BEGIN Document passage

BMJ 2002;325:66 ( 13 July )
Linda Beecham BMJ
Doctors at the annual representative meeting of the BMA last week debated whether the 1961 Suicide Act should be amended. The high profile cases of Diane Pretty, who wanted her husband to be allowed to help her to die without fear of prosecution, and of Miss B, who successfully asked for treatment to be withdrawn so that she could die, were the background to the debate.
Despite speeches in support of changing the law, the meeting decided, by 96 votes to 82, that it was not "necessary and desirable" to amend the act "to take account of mentally competent individuals who wish to take their own lives but are physically incapable of so doing."
The motion was not about euthanasia or physician assisted suicide, according to the motionís proposer, Dr Alex Freeman, a GP in Southampton. It was about patient autonomy. The 1961 act replaced earlier legislation that made suicide a crime. The act was now out of date and should be amended for a very small number of people.
Dr Robin Arnold, a consultant psychiatrist in Bristol, agreed. Pain could not always be treated, he said. He recalled a patient with motor neurone disease who lost the ability to swallow. "We saw the look of panic in her eyes as she began to drown in her own saliva," Dr Arnold said. Because of the law no one had been able to discuss with the patient what she wanted to do. The issue of indignity should not be ignored.
The chairman of the medical ethics committee, Dr Michael Wilks, said that although the motion referred to the Suicide Act it could not be separated from physician assisted suicide. The BMA had a policy on this, but it could be changed.
Giving a personal view, Dr Wilks said that there was now a well established gap between what the law said about physician assisted suicide (that it was a serious offence punishable by up to 14 years in prison) and what the courts actually did in cases like that of Mrs Pretty. Relatives who helped someone to die were rarely treated harshly by the courts.

END Document passage
BEGIN Data for review

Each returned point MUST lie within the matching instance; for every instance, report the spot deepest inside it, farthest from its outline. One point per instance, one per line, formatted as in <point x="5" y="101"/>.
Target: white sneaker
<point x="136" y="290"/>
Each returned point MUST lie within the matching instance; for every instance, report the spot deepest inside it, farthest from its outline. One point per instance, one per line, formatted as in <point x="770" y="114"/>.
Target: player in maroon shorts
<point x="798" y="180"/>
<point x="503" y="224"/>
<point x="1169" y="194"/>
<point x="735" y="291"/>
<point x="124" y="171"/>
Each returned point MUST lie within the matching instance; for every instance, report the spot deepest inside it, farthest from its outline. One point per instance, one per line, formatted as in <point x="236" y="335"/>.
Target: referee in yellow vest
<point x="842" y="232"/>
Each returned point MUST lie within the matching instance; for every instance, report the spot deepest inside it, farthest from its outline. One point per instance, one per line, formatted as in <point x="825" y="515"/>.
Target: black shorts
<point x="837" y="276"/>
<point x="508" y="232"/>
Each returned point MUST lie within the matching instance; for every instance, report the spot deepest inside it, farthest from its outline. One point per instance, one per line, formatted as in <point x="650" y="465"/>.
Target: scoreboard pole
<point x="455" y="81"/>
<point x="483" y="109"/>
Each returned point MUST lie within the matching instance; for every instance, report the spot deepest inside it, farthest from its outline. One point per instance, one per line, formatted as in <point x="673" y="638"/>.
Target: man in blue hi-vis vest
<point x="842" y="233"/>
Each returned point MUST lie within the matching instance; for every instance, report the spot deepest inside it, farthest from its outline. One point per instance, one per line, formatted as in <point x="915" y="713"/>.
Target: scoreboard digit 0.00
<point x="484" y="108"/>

END Data for review
BEGIN Data for review

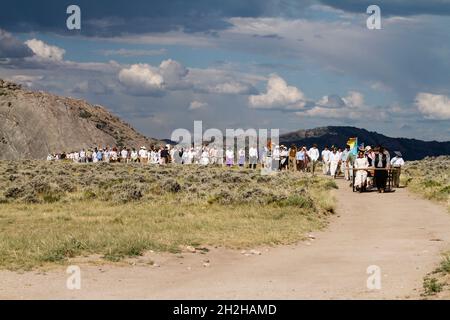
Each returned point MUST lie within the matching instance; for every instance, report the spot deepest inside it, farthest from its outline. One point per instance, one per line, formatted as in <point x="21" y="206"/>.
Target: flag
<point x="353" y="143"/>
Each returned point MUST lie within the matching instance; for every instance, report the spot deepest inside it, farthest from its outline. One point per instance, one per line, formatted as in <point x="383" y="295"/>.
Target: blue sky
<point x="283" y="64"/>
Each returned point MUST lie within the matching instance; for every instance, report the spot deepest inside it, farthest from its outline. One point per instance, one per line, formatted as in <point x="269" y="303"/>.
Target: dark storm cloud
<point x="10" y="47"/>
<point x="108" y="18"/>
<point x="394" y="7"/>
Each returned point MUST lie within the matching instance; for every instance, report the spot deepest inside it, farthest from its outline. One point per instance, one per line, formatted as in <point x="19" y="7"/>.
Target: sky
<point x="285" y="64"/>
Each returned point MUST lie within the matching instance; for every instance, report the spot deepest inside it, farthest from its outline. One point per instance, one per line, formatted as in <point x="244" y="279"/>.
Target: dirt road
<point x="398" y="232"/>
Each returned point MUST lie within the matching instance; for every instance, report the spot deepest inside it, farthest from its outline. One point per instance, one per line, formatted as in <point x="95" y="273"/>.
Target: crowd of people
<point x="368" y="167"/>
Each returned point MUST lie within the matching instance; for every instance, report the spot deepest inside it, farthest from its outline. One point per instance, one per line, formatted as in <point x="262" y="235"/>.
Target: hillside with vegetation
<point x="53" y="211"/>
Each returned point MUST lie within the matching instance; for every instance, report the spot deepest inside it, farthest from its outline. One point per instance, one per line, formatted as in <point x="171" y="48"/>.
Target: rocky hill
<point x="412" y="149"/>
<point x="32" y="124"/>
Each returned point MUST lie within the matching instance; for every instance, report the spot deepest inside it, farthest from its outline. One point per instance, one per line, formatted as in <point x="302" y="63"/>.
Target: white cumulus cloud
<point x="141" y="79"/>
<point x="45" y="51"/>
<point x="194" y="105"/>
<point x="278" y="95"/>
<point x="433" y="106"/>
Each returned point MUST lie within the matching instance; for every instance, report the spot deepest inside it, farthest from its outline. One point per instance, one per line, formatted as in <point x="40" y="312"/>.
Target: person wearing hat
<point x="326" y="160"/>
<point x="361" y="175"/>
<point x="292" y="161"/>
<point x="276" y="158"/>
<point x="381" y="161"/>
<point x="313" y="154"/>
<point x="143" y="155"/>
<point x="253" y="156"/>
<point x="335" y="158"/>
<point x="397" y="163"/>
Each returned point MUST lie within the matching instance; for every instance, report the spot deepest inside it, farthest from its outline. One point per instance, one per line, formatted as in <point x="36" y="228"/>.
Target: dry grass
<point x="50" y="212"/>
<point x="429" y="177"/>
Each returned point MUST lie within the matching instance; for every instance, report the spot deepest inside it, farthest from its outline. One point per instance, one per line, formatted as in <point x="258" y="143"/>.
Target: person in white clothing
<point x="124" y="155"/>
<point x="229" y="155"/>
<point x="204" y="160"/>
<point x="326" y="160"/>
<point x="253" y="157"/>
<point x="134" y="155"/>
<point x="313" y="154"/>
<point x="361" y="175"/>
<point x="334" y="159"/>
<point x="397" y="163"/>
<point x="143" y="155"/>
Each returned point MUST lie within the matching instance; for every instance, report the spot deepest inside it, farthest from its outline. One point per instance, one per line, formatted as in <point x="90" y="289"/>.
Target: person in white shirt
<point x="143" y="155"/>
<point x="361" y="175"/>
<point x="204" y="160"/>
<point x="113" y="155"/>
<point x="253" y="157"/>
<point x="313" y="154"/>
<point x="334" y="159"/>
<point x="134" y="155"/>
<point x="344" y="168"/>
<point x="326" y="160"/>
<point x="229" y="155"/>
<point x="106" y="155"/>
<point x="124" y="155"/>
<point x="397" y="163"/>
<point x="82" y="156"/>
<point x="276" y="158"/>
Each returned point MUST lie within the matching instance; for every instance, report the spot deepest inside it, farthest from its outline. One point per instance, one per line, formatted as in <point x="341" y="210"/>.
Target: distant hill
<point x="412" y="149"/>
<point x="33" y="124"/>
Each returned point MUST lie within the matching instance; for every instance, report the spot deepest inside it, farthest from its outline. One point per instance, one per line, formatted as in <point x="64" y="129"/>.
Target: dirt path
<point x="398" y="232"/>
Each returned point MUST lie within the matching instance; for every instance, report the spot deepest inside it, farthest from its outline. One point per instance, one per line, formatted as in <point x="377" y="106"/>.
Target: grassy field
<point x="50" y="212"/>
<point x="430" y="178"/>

END Data for review

◆ **Set of tasks**:
a) According to the article on the BMA debate over the 1961 Suicide Act, by what vote did the meeting decide that amending the act was not "necessary and desirable"?
b) Continue the article on the BMA debate over the 1961 Suicide Act from its last sentence.

◆ **Answers to this exercise**:
a) 96 votes to 82.

b)
This gap was unhelpful and caused great distress. He thought that there was a case for considering amending the Suicide Act, not to decriminalise physician assisted suicide but perhaps to make it a lesser offence.
Opposing a change in the law, a GP in Folkestone, Dr Hugh Robertson-Ritchie, said that if the late Diane Pretty had had her wish and her husband had been allowed to help her to die, doctors would be drawn into helping patients commit suicide, and that would be unethical. A doctor would have to make a diagnosis, make a prognosis, confirm that the patient wanted to die, confirm that the patient was not mentally ill, prescribe a means of suicide, and confirm death.
Dr Anthony Cole, a consultant paediatrician in Worcester, said that the law had been changed in 1961 for compassionate reasons. It was no longer a criminal offence to commit suicide. But there was never an intention to grant a right to die. He reminded the meeting that in the Diane Pretty case judges had said that it was difficult to draw a distinction between helping someone to die and homicide. The law could not be amended in isolation.
A consensus conference on physician assisted suicide in 1999 had decided
that there was no need to change the law, and this had been endorsed by
the annual meeting in 2000. "We should not vote for a U turn on a such
a vital matter that has already been exhaustively debated," he said.